> _Brief_
Reproduce verbatim the lines of the items below, starting at the line containing "of the fingers" and ending at the final line of the items, with both of those lines included.

> _Collection entries_
┏━━
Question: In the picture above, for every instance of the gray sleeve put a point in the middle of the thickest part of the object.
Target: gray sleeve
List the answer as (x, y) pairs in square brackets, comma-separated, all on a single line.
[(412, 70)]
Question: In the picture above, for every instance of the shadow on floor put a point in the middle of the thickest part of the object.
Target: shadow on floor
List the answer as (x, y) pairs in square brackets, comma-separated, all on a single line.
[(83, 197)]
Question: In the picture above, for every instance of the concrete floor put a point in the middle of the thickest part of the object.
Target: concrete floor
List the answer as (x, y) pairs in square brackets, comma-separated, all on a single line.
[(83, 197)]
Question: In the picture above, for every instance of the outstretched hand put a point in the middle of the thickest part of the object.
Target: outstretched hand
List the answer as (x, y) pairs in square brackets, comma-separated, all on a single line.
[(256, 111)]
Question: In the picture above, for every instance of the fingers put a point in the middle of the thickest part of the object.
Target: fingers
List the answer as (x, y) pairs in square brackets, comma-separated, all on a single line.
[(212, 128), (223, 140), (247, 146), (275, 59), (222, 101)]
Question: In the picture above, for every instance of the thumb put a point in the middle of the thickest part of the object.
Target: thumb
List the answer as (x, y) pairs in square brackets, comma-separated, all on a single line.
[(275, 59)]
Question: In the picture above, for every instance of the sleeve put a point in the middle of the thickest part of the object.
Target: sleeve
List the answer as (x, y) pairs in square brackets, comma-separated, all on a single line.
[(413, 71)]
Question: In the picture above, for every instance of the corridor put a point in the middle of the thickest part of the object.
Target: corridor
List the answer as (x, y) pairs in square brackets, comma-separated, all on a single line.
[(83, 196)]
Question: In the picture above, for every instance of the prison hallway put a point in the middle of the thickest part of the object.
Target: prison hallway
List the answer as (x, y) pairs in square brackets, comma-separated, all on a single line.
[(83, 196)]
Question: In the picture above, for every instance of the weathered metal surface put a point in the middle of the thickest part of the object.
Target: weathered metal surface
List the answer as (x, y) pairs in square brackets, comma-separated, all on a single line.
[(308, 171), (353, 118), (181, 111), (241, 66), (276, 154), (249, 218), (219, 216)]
┗━━
> _Written response_
Question: In the picture above, for every instance of the fingers put a point in the middle of the thickest part of the object.
Target: fingers
List the answer as (x, y) pairs in square brackets, comma-separated, all on a single line.
[(212, 128), (223, 140), (247, 146), (275, 59), (222, 101)]
Question: In the picture above, for every instance of the thumb put a point in the middle of the thickest part of the object.
Target: thumb
List the answer as (x, y) pairs in square brackets, comma-separated, all on a single line.
[(275, 59)]
Question: In the picture above, for every instance of the sleeve put a point in the middle of the thickest part of the object.
Target: sleeve
List the answer as (x, y) pairs in square brackets, comma-separated, all on a single line.
[(413, 71)]
Question: In the picture above, for every instance of the corridor put a point in the middle of the thickest part of the object.
Target: corridor
List the answer as (x, y) pairs in square brackets, comma-separated, all on a single line.
[(83, 196)]
Question: In the picture above, for every instance of the prison hallway put a point in the middle of the thickest part of the object.
Target: prison hallway
List the answer as (x, y) pairs in square brackets, comma-separated, all on a single line.
[(83, 196)]
Question: In the picture above, for every instance of the weathered metal surface put a point in the middle of the thickest part of the object.
Target: weathered metal surface
List the answer as (x, y) pairs in square brackets, comma-separated, all on a single line.
[(308, 171), (353, 118), (181, 111), (241, 66), (276, 154), (249, 218), (219, 216)]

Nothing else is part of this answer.